## What is being asked
Give again, unaltered, the lines of the listing below that run from the line having "Target: ev2 logo on jersey" through the line having "of the sponsor".

======== Supplied records

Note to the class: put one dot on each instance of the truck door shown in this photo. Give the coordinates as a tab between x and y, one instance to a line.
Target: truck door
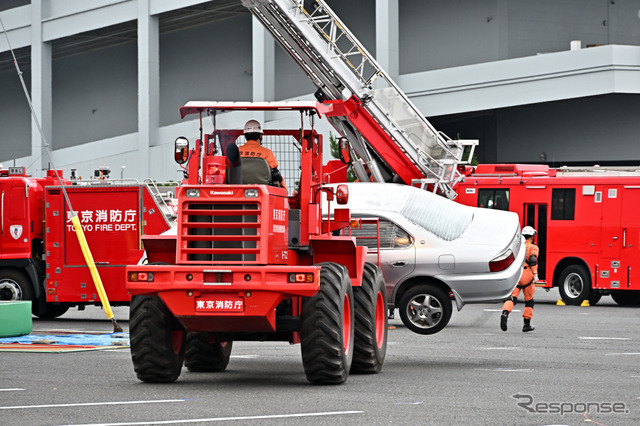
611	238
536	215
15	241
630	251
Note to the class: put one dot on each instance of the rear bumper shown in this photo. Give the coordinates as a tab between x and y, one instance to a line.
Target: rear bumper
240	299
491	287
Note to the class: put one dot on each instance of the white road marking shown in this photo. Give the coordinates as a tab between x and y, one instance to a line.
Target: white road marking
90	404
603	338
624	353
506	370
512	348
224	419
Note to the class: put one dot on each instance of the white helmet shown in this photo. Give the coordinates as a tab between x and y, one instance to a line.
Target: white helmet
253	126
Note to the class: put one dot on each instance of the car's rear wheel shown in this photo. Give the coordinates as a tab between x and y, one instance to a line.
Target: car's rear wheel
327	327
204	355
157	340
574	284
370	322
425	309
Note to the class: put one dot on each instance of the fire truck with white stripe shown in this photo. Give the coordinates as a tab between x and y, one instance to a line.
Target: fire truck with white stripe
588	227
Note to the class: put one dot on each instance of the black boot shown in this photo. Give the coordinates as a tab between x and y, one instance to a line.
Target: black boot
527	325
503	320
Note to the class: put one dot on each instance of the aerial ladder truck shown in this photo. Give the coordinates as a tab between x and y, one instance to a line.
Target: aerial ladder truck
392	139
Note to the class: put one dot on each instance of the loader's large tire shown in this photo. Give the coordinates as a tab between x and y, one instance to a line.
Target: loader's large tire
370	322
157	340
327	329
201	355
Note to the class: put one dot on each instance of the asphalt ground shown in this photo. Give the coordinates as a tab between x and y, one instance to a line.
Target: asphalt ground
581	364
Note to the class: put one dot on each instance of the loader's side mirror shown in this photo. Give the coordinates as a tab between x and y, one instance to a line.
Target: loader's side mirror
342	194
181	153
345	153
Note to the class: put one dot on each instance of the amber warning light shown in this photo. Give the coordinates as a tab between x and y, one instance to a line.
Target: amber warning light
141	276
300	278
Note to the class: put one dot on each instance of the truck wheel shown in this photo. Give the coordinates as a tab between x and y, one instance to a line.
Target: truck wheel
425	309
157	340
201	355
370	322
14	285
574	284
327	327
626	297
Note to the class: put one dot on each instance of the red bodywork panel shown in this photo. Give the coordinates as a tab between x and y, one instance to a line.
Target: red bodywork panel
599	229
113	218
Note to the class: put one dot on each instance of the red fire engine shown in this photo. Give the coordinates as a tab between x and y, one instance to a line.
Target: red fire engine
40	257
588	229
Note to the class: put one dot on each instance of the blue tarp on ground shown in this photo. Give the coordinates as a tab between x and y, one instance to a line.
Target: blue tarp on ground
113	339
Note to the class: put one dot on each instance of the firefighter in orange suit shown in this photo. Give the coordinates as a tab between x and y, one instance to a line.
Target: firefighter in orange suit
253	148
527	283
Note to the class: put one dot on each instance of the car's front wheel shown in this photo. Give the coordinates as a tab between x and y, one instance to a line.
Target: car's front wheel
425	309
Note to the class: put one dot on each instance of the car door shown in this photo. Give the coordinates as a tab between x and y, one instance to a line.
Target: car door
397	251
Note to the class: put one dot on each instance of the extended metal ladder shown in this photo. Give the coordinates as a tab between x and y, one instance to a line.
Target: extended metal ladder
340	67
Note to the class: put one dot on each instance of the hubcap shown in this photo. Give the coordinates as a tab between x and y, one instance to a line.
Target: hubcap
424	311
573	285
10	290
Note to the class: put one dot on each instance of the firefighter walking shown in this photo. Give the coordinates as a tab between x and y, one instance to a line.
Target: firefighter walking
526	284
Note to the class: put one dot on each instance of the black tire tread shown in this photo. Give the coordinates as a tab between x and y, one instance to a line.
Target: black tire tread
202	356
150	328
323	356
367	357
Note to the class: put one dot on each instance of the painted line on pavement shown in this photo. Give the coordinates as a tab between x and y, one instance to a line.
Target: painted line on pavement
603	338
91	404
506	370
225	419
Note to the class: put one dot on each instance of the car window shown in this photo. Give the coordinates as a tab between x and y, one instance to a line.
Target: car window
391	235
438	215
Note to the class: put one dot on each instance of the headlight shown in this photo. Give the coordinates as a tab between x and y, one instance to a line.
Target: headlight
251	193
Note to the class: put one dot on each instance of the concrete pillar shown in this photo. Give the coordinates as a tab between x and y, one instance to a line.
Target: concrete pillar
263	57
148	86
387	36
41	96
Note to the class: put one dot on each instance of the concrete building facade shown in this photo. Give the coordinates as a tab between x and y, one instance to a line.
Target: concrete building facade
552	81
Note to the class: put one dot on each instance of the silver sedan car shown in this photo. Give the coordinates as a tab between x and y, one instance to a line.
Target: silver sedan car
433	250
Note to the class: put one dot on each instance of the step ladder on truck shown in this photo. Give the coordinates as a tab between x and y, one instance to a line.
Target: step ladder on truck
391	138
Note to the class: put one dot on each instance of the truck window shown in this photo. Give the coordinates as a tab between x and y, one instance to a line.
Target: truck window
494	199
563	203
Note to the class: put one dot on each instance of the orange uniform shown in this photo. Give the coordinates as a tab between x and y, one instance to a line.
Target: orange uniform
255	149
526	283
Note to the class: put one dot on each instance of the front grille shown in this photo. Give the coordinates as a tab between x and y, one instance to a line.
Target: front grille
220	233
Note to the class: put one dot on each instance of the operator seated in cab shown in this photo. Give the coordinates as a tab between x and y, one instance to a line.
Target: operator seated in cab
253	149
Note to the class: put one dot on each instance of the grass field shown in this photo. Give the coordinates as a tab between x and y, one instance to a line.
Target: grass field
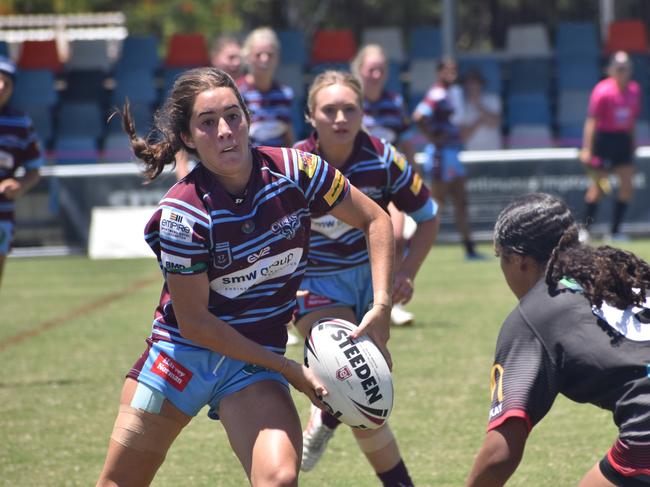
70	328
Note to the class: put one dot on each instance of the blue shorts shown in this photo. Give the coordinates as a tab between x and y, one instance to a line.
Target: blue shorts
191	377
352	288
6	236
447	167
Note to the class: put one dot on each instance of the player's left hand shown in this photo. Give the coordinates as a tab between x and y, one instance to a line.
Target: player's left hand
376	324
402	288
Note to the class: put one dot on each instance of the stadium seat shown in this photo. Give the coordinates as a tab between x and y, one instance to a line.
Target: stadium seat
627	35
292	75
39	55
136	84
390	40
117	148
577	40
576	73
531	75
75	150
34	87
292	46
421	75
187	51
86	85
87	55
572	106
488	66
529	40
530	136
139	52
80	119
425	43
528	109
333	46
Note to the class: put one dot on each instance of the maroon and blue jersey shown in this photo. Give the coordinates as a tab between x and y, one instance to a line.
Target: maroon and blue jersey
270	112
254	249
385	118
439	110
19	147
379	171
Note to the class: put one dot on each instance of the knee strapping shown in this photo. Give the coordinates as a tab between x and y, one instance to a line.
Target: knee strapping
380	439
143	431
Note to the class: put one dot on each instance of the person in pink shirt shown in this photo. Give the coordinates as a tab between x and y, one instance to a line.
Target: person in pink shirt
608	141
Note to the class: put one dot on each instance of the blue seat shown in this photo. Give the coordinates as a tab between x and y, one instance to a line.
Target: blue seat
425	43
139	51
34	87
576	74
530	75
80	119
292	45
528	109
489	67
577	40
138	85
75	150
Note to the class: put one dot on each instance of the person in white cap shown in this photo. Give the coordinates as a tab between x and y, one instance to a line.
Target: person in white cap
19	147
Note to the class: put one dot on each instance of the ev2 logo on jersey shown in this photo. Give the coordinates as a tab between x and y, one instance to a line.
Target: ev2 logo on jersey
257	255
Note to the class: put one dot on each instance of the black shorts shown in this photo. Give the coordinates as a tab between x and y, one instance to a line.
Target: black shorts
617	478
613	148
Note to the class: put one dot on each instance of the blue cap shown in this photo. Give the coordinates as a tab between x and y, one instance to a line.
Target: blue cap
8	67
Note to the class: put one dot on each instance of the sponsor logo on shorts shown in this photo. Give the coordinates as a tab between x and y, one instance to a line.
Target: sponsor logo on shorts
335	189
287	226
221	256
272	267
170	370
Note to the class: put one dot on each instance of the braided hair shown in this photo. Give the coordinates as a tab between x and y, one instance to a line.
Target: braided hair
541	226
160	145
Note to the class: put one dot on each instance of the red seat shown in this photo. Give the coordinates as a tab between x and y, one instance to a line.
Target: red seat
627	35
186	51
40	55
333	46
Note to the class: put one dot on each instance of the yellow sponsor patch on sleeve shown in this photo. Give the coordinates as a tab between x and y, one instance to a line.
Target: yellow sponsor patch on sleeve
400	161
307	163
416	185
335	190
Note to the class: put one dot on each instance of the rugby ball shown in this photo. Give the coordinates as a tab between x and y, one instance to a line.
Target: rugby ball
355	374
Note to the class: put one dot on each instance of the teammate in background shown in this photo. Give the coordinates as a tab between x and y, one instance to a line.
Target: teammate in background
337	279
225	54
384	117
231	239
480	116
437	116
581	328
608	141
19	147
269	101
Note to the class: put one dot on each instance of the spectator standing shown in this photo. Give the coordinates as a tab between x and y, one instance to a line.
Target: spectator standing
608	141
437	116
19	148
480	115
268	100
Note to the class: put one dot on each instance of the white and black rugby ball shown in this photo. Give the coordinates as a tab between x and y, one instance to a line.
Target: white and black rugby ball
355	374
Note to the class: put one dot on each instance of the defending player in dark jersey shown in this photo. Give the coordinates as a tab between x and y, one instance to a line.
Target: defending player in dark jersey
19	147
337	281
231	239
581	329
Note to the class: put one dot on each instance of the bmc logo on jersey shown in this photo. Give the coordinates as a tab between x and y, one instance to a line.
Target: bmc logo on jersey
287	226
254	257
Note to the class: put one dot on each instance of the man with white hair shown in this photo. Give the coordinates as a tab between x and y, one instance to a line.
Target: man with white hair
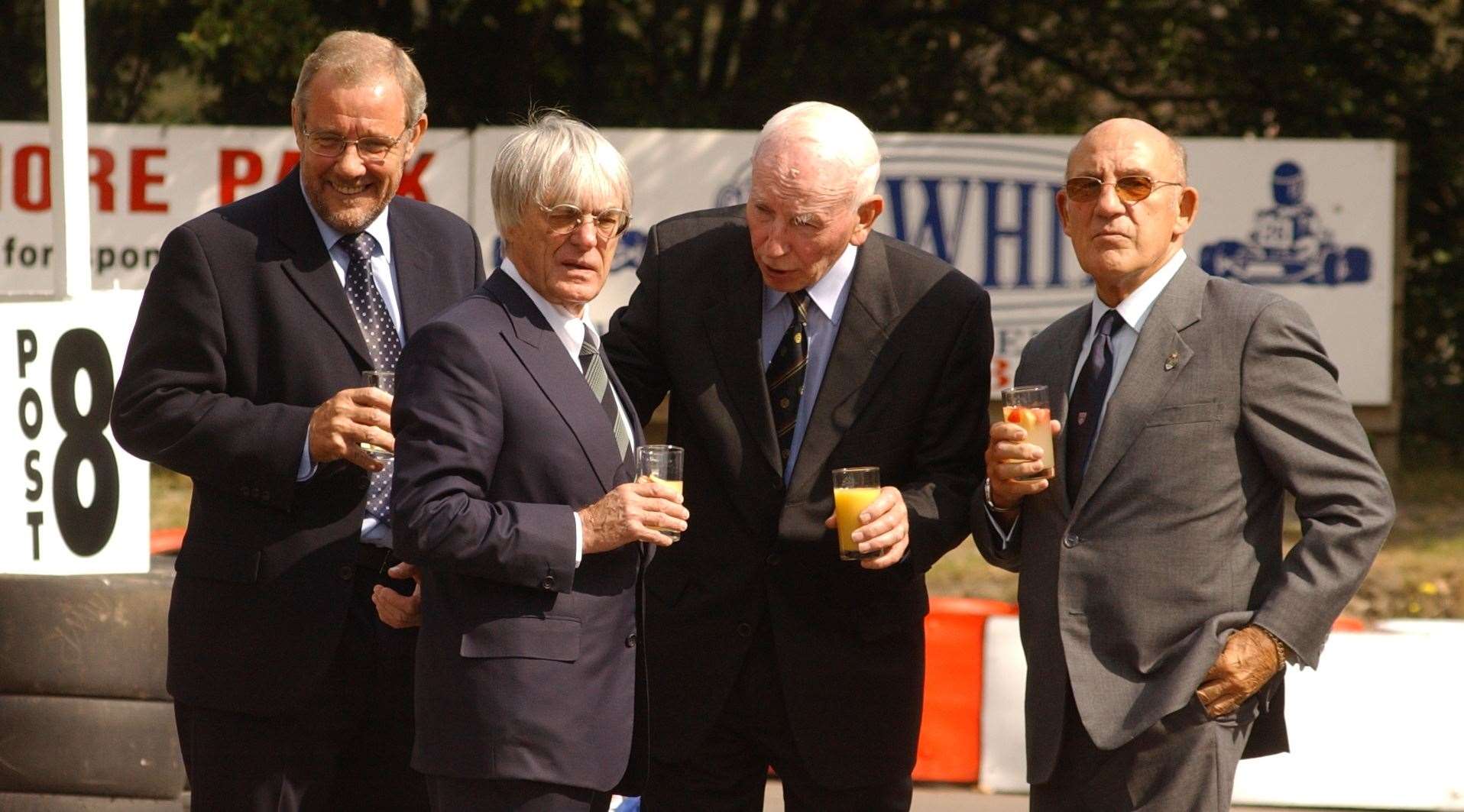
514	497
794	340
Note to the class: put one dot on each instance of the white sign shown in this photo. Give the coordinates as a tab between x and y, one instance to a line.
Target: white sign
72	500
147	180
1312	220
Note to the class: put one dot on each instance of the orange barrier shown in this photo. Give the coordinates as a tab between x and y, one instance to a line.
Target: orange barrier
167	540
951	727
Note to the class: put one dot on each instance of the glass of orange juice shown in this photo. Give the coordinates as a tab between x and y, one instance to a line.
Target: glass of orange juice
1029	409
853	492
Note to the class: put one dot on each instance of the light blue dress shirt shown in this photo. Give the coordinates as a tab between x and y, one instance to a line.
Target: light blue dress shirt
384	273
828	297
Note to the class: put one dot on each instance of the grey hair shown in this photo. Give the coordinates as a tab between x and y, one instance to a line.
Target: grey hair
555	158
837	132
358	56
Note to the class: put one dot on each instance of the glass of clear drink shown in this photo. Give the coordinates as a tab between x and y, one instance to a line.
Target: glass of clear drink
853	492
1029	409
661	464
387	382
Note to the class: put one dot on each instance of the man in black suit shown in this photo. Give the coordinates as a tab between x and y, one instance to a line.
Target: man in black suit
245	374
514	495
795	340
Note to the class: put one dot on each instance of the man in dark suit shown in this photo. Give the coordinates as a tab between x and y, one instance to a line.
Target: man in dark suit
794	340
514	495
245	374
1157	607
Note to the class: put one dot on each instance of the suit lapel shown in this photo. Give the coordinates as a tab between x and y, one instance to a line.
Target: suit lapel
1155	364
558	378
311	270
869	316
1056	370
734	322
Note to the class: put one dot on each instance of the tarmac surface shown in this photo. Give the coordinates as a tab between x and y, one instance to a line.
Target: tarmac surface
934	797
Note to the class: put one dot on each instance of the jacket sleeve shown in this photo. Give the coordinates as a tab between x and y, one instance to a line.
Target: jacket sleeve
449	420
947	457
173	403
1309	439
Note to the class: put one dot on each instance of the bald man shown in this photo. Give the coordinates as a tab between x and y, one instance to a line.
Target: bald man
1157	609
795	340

================

## Answer section
Target: ev2 logo on jersey
257	255
Note to the class: put one dot on each instance of the black shorts shown in this photo. Give the coordinates as a tab between x and y, one instance to a line.
Target: black shorts
617	478
613	148
Note to the class: put one dot on each instance of the blue cap shown in this photo. Give the coordinates as a tab between x and y, one instance to a line.
Target: blue cap
8	67
Note to the class: put one dot on each instance of the sponsor logo on shorts shown in this photo. Give the coordinates as a tab between x and y, one instance to a line.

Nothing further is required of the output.